• SUPPLIED ENTRIES
=-=-=

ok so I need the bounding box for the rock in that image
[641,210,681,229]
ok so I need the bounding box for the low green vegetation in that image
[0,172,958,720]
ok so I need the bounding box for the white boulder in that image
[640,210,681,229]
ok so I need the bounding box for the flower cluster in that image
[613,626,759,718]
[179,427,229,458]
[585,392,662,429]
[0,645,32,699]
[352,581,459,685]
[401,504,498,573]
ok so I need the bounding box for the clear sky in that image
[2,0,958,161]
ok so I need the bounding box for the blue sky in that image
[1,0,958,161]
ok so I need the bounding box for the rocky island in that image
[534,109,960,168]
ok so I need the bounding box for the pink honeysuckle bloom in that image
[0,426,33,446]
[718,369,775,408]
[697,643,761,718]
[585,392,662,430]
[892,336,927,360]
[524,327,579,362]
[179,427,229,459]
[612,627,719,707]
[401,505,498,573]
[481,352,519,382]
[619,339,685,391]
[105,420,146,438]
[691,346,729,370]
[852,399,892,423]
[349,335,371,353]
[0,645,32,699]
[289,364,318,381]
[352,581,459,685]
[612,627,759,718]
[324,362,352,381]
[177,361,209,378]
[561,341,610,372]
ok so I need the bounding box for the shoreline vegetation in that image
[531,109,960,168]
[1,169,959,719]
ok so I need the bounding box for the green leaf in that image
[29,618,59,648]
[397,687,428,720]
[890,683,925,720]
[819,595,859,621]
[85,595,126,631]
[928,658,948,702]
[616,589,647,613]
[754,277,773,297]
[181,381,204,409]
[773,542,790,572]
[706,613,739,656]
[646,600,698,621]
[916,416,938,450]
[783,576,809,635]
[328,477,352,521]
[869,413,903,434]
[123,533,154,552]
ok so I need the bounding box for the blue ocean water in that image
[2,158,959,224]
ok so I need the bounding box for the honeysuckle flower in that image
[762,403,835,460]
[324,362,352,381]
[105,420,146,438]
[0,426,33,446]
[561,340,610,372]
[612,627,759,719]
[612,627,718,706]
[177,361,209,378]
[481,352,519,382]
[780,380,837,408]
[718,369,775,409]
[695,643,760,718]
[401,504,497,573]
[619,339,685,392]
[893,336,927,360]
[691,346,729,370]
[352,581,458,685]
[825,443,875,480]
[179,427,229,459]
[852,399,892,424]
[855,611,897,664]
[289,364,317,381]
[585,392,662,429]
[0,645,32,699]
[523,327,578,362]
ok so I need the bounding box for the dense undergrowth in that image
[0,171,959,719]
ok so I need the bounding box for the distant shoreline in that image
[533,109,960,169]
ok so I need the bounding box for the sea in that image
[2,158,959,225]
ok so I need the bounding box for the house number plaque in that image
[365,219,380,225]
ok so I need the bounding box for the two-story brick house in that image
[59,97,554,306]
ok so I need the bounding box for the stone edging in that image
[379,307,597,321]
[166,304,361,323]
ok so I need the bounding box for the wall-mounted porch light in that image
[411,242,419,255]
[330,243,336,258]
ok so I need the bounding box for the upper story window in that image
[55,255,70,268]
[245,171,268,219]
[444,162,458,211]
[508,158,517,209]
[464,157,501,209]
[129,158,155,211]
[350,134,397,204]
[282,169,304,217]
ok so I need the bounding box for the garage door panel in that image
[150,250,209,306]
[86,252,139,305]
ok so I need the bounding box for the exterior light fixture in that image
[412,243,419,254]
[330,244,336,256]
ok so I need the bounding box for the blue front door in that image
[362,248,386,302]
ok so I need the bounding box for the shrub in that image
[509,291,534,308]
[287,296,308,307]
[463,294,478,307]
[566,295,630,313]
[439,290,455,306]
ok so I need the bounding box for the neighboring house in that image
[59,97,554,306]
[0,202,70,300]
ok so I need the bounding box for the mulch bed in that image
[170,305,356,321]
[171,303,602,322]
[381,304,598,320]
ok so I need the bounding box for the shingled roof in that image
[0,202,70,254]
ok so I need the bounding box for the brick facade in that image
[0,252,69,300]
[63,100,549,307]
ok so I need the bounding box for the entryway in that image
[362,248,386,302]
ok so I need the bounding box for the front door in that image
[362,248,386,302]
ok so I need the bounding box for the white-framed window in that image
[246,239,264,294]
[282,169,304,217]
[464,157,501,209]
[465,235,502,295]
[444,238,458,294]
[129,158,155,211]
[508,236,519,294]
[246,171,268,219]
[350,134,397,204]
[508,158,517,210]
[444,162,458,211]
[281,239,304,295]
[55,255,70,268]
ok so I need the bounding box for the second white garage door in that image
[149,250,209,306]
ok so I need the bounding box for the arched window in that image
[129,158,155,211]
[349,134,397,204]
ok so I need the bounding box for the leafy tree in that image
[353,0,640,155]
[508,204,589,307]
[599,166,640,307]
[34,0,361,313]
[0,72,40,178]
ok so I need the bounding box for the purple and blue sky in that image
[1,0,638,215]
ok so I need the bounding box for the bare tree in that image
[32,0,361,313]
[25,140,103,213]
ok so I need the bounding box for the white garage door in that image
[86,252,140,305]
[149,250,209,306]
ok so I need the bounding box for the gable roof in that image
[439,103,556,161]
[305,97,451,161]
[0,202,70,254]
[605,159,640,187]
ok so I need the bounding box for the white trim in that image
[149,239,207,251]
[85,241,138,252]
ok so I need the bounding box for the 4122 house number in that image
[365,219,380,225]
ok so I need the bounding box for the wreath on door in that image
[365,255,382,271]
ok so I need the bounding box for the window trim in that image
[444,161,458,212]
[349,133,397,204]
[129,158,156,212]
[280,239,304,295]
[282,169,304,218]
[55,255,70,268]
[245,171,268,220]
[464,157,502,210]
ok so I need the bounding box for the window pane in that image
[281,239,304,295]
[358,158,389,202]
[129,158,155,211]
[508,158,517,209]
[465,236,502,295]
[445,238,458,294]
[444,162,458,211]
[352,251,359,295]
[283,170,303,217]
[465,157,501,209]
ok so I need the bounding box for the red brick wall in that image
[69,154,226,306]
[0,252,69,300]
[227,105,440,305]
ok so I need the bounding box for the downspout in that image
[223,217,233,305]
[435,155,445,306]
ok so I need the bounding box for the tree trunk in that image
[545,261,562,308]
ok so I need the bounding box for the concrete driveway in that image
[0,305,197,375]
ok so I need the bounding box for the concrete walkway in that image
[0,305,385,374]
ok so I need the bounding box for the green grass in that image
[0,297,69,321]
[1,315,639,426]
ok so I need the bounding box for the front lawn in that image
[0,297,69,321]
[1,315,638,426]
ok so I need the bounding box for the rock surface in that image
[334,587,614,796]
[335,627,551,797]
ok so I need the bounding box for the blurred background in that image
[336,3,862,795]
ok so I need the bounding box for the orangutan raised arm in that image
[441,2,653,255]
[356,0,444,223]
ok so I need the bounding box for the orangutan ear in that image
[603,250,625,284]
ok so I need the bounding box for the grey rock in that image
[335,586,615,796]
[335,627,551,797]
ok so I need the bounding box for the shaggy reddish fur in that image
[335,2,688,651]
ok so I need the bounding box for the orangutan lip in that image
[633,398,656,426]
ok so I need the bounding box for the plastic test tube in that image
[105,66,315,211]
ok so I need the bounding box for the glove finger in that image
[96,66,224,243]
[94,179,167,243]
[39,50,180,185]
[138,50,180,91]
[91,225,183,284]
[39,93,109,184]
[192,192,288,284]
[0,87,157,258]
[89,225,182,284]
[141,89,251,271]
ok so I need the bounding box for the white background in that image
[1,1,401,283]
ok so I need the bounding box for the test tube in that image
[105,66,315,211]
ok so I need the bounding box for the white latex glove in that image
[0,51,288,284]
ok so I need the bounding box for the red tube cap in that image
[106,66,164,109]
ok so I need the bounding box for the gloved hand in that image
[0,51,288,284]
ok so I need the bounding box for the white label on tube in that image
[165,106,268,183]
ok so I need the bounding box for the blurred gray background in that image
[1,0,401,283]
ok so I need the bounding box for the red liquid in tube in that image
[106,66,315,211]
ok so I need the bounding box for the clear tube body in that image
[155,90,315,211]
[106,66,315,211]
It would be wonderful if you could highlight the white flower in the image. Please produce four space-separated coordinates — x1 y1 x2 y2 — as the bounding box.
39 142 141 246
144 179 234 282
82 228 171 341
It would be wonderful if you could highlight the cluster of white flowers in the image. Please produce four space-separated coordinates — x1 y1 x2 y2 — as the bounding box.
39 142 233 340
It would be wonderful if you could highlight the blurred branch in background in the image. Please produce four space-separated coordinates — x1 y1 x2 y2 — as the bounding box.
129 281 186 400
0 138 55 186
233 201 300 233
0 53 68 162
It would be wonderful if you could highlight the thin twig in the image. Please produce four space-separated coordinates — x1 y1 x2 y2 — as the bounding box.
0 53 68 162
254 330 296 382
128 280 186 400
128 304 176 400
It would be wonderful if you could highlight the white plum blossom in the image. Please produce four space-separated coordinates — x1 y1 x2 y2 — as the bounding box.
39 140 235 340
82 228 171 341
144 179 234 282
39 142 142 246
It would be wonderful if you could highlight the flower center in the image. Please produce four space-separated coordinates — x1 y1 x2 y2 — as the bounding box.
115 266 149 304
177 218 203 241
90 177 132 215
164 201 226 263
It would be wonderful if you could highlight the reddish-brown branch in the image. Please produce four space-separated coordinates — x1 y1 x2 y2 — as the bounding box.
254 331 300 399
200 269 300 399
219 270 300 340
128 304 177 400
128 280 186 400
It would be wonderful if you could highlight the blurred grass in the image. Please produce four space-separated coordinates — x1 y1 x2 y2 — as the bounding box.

=-=-=

Give back exactly the lines beginning at the one with "ok so I need the bounding box for the blurred gray" and ending at the final line of the material; both boundary lines belong in it.

ok so I need the bounding box for the blurred gray background in that image
[1,0,401,283]
ok so I need the bounding box for the red liquid in tube in that image
[106,66,315,211]
ok so I need the bounding box for the clear tube body in that image
[155,90,315,211]
[106,66,315,211]
It would be wonderful if you could highlight the white flower in the image. Please produce four space-separated coordinates — x1 y1 x2 y2 — as the bounding box.
39 142 141 246
144 179 234 282
82 228 171 341
It would be wonderful if you could highlight the cluster of white flowers in the image. Please produce four space-separated coordinates — x1 y1 x2 y2 — as the bounding box.
39 142 233 340
It would be wonderful if you could highlight the blurred branch in background in the image. Please produce four space-separated coordinates — x1 y1 x2 y2 — as the bounding box.
129 281 186 400
0 138 55 186
233 201 300 233
0 53 68 162
It would be wonderful if you could highlight the thin twig in the image. Please produce four space-separated coordinates — x1 y1 x2 y2 — as the bounding box.
0 53 68 162
254 330 296 382
128 280 186 400
128 304 176 400
It would be wonderful if you could highlight the white plum blossom in the image. Please produce four space-separated coordinates — x1 y1 x2 y2 — as the bounding box.
39 140 235 340
82 228 171 341
144 179 234 282
39 142 142 246
It would be wonderful if you could highlight the flower center in the image. Please produce four space-separated coordinates — x1 y1 x2 y2 — as the bounding box.
115 266 149 304
177 218 203 241
90 177 132 215
164 201 226 263
It would be wonderful if you could highlight the reddish-brown branch in the image. Please produce four space-separated coordinates — x1 y1 x2 y2 — as the bounding box.
254 331 300 399
200 269 300 399
219 270 300 340
128 304 177 400
128 280 186 400
It would be wonderful if you could highlight the blurred grass in the image. Please produce four space-separated coordinates — x1 y1 x2 y2 — as the bounding box.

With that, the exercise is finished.